## Data lines
□ □ □ □
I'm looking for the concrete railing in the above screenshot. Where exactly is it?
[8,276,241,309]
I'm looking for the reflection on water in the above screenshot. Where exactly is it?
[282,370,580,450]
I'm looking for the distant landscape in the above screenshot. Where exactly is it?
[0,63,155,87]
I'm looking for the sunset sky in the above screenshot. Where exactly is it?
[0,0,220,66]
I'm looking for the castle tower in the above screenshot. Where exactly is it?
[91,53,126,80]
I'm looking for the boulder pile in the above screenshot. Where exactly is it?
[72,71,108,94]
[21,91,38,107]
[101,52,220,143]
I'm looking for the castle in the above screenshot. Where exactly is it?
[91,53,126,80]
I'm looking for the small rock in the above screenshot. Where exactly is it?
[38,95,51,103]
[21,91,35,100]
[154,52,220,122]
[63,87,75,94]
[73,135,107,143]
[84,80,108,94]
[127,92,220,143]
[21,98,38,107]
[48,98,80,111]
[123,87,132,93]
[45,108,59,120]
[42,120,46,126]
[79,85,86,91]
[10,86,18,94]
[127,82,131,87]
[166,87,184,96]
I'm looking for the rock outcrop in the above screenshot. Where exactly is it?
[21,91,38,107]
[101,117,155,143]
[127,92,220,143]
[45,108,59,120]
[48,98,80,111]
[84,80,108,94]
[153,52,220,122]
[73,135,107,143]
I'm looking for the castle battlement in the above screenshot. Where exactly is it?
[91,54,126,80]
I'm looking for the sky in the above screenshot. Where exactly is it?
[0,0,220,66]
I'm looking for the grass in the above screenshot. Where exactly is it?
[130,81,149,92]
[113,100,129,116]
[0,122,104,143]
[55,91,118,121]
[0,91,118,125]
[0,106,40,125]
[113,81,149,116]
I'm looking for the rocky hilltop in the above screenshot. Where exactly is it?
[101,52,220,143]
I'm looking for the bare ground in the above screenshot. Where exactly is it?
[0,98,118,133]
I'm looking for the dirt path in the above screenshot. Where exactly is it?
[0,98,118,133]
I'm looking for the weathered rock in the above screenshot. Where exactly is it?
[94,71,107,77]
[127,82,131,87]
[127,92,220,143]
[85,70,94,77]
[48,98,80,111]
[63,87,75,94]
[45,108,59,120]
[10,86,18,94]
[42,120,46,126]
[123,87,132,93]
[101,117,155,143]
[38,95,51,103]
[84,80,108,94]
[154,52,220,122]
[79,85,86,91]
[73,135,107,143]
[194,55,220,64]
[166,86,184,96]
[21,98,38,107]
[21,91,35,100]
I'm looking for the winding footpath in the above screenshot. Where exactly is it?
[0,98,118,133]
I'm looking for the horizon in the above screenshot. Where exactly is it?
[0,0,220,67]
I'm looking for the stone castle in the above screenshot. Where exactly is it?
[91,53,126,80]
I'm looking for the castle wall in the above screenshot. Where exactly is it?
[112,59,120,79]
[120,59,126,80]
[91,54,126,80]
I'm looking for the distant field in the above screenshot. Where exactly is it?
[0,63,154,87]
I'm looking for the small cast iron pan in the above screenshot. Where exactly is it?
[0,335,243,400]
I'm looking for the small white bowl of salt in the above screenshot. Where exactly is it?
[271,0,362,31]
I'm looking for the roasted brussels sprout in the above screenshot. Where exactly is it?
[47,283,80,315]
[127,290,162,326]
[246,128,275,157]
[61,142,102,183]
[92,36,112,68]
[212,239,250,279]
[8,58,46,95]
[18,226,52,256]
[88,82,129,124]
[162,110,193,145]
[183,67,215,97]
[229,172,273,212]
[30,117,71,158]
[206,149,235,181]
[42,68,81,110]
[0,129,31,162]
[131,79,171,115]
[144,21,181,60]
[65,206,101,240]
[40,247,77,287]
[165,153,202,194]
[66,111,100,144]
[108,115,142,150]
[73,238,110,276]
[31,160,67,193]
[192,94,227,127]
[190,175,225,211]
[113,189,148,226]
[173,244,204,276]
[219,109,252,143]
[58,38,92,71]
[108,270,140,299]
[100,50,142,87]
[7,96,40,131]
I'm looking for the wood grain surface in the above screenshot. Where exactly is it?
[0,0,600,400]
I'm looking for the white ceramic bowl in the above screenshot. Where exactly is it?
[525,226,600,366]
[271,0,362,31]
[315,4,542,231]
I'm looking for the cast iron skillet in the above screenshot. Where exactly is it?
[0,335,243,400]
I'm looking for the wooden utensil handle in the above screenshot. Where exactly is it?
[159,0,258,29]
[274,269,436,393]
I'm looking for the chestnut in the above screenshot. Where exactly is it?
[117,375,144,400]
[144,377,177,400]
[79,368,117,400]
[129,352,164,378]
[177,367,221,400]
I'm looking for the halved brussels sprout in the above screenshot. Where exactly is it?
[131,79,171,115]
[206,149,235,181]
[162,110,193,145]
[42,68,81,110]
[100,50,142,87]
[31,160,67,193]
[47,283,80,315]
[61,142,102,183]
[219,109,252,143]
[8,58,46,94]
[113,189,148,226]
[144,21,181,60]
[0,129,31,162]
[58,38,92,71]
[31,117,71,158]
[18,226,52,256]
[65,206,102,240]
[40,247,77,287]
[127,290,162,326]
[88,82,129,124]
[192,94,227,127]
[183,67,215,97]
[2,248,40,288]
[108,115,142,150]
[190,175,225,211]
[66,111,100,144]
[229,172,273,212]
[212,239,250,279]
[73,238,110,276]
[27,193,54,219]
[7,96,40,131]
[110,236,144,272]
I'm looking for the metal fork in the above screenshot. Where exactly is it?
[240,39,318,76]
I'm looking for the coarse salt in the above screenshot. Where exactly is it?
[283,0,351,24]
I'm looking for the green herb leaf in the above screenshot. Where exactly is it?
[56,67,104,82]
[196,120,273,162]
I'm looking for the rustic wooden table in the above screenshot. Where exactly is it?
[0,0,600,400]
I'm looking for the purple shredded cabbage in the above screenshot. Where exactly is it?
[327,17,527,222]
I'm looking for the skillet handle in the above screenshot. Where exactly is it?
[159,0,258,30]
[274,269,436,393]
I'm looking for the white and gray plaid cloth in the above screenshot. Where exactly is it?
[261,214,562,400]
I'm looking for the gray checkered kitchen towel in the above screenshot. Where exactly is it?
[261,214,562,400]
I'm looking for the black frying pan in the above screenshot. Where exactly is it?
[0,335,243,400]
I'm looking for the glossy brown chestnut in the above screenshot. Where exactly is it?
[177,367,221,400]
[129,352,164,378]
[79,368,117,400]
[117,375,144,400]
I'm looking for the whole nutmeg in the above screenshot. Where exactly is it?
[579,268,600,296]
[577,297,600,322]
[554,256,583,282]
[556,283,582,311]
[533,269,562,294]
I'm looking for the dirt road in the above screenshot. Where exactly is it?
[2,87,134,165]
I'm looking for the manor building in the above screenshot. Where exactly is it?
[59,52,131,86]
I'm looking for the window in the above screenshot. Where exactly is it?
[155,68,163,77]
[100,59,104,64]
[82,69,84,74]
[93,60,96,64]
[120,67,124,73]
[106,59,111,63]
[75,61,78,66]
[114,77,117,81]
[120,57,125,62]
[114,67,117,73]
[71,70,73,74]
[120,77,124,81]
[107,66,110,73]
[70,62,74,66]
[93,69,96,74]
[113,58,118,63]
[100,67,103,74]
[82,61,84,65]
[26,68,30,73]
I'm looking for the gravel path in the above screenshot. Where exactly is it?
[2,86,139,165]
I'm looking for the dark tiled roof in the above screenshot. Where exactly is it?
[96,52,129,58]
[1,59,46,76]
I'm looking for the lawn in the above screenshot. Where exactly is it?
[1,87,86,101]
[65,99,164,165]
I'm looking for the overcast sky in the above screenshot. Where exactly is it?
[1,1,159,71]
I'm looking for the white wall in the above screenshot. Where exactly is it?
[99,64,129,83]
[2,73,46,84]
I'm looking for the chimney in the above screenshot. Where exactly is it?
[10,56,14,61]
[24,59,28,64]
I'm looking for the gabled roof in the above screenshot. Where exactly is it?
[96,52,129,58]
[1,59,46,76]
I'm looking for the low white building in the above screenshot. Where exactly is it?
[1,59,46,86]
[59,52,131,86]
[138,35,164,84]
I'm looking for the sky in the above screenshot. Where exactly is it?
□ □ □ □
## Task goal
Could you repeat the items starting at the line containing "I'm looking for the gabled" and ending with the last one, changing "gabled roof" to "pitched roof" and leaving the rest as it stands?

## Written answer
I'm looking for the pitched roof in the above screenshot. Where exactly is it?
[96,52,129,58]
[1,59,46,76]
I'm looking for the low white building in the above screenshot. Where exactly is it?
[1,59,46,86]
[59,52,131,86]
[138,35,164,84]
I'm looking for the sky in the above screenshot. Where exactly is it?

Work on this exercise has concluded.